* GOAL OF THE EXERCISE: Everything from the line containing "Where can the white truck" to the last line of the listing below, inclusive, is what you should output, exactly as it appears.
+++++
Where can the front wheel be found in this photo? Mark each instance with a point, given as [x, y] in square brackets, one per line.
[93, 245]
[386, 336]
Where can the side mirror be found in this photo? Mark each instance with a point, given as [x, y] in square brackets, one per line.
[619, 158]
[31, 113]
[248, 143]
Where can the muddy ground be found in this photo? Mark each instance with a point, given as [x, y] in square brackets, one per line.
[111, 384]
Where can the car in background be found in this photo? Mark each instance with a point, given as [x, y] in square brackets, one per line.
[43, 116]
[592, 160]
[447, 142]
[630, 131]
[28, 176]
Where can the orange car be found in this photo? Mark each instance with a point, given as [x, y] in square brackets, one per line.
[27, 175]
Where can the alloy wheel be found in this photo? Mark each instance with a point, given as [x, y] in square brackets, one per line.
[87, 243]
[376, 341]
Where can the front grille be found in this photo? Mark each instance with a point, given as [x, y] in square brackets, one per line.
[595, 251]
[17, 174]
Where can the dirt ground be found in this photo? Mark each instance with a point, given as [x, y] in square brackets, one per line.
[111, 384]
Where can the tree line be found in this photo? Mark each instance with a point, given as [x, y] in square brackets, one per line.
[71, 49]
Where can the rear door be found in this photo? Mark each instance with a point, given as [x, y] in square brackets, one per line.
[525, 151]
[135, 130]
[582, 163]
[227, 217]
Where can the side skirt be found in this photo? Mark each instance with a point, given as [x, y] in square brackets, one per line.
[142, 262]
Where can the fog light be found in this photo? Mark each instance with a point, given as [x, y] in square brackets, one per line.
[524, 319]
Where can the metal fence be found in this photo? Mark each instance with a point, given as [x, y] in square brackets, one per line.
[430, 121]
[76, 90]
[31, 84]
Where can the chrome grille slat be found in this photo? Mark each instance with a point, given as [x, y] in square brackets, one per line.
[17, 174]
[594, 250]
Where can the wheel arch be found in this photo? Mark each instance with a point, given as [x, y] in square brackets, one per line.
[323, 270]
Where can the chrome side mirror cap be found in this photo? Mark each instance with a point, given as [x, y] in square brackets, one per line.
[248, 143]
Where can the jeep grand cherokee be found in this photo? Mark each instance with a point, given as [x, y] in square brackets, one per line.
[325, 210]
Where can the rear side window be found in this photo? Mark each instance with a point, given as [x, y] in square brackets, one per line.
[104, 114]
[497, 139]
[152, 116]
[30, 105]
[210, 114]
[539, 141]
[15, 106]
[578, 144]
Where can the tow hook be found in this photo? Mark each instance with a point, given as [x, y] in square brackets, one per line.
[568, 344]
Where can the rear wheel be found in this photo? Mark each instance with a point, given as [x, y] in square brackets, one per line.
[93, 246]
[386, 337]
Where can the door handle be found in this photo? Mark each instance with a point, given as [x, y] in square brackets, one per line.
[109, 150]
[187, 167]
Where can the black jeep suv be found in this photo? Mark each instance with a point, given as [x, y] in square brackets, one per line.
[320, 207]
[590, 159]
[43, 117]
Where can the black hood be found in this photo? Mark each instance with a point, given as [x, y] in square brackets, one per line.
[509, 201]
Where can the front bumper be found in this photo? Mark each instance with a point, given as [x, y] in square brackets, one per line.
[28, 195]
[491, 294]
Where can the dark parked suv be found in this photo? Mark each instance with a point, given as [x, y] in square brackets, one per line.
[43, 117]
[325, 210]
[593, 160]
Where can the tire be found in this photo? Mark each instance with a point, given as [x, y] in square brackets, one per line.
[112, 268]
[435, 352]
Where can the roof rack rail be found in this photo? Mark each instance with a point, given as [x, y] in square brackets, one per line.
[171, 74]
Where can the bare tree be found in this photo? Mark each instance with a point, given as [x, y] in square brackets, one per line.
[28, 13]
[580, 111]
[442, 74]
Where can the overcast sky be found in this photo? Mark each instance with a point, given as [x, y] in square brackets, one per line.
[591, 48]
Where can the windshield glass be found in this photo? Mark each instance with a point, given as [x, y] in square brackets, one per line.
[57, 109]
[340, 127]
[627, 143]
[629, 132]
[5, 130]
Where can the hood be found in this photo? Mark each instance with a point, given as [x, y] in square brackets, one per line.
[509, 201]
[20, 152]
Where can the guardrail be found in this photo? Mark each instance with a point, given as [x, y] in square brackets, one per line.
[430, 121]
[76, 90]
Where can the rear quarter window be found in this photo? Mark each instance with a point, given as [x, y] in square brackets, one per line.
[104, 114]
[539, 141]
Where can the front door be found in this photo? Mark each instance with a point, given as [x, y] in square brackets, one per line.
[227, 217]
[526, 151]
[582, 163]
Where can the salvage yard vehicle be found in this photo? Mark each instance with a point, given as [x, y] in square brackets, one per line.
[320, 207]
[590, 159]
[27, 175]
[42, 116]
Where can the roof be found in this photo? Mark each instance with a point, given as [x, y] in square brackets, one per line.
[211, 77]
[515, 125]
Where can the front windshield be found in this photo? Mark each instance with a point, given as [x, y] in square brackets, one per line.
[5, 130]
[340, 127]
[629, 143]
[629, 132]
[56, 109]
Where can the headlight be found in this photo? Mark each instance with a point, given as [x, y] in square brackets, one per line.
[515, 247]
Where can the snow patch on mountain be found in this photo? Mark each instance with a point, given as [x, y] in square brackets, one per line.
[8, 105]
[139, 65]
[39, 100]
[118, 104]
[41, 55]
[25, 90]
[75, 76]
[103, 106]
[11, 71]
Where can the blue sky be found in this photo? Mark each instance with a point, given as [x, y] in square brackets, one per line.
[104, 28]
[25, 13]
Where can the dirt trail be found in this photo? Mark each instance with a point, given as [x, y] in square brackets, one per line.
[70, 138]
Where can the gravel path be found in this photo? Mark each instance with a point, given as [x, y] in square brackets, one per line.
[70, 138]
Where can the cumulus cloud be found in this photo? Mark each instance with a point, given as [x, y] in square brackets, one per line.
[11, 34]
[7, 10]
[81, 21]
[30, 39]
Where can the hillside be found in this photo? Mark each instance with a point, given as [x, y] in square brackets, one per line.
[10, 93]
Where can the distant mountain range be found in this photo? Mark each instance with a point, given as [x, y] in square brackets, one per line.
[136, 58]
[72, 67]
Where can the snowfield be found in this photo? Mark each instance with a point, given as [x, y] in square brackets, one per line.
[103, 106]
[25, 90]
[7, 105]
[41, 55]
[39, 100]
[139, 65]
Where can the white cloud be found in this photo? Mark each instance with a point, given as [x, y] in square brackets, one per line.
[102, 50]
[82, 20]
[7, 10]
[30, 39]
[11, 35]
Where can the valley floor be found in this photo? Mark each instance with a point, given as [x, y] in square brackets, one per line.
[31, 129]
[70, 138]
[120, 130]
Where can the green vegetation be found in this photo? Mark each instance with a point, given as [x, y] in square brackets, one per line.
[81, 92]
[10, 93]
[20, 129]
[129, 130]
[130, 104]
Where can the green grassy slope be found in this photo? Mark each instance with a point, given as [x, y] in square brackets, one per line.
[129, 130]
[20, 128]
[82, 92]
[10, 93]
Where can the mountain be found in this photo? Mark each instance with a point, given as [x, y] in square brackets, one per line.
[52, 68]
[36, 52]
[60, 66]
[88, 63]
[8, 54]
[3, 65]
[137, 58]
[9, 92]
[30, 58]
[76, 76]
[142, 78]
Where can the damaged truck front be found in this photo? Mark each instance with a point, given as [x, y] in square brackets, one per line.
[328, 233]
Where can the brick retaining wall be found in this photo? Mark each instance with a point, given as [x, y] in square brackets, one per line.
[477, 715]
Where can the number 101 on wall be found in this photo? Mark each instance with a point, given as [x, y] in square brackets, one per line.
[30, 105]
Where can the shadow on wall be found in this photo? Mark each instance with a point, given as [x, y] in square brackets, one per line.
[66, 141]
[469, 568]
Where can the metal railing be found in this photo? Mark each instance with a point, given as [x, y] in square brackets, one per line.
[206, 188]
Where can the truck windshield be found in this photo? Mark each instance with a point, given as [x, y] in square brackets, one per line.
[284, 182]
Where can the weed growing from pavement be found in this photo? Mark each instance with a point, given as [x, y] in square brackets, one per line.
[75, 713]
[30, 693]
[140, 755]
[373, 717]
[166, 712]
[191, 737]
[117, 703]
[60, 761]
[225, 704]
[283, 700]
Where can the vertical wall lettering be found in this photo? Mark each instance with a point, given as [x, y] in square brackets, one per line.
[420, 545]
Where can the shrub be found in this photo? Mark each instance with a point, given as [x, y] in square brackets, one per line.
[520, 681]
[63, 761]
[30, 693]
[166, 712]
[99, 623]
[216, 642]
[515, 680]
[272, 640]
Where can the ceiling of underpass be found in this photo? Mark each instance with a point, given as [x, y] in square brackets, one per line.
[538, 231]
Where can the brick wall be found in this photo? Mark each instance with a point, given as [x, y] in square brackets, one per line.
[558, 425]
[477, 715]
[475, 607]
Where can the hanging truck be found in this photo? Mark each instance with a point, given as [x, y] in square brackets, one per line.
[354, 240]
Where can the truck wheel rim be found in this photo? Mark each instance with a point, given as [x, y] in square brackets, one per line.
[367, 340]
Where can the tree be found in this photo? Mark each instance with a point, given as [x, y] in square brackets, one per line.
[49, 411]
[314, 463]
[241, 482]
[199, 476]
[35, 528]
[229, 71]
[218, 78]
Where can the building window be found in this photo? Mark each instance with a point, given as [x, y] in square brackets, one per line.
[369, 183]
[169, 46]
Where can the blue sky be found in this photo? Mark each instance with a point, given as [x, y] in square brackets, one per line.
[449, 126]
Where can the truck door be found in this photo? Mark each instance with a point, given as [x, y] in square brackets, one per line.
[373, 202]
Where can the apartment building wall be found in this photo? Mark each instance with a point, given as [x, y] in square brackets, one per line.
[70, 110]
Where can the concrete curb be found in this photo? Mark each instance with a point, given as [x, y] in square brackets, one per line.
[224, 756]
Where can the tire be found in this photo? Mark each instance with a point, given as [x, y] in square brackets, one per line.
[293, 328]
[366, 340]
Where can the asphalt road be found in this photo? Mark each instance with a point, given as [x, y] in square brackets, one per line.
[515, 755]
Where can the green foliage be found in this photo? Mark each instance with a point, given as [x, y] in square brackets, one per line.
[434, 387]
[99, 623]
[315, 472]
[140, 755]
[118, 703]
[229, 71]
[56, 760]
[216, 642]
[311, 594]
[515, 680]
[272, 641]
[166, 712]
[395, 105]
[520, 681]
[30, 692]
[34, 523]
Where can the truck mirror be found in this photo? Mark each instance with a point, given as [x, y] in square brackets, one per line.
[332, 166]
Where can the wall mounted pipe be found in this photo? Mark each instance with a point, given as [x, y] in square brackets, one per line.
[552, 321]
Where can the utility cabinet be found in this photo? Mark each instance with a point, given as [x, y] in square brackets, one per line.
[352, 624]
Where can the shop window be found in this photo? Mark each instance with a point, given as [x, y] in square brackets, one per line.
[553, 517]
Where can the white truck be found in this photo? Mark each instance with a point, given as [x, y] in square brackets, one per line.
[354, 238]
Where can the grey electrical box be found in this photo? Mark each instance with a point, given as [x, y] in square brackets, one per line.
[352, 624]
+++++
* TASK RESULT:
Where can the white truck be found in this photo? Mark each instance with a point, given as [x, y] in square brackets, one per line.
[354, 238]
Where can the grey electrical box be found in this photo? Mark each instance with a point, given as [x, y] in square brackets, one per line.
[352, 624]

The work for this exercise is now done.